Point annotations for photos
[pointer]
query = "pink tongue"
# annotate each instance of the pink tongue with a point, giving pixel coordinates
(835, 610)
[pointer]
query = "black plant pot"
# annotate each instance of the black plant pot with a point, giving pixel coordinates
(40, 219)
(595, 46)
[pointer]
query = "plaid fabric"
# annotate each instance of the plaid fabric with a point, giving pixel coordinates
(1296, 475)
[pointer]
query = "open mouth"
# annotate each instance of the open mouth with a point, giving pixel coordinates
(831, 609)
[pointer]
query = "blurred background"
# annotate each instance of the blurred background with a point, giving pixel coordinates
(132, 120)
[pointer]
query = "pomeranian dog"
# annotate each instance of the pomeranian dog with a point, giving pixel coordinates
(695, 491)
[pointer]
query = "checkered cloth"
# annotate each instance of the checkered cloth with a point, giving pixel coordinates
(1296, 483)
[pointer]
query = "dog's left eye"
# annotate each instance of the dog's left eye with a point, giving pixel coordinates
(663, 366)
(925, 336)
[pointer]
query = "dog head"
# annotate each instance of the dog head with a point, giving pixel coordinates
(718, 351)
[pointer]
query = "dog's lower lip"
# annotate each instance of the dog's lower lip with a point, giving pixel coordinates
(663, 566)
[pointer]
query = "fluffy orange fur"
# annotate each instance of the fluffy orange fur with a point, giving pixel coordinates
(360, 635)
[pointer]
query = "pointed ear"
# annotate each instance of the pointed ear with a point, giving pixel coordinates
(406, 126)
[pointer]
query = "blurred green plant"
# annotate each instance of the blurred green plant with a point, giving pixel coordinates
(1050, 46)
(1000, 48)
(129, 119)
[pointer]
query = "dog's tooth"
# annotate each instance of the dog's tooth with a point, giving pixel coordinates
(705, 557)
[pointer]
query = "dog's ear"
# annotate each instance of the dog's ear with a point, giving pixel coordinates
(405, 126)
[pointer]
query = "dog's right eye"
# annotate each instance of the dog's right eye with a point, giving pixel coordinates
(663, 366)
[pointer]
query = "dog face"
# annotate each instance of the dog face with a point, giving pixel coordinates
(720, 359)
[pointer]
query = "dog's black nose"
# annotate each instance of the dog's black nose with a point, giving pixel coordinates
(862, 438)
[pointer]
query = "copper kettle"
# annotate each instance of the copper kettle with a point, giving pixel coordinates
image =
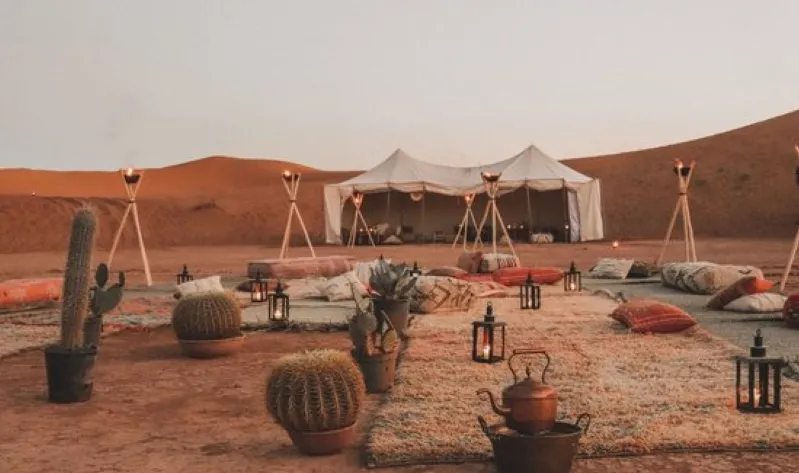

Exercise instructions:
Count the lines in the entries above that contain the string "right", treating case as significant. Give only the number.

Reply:
2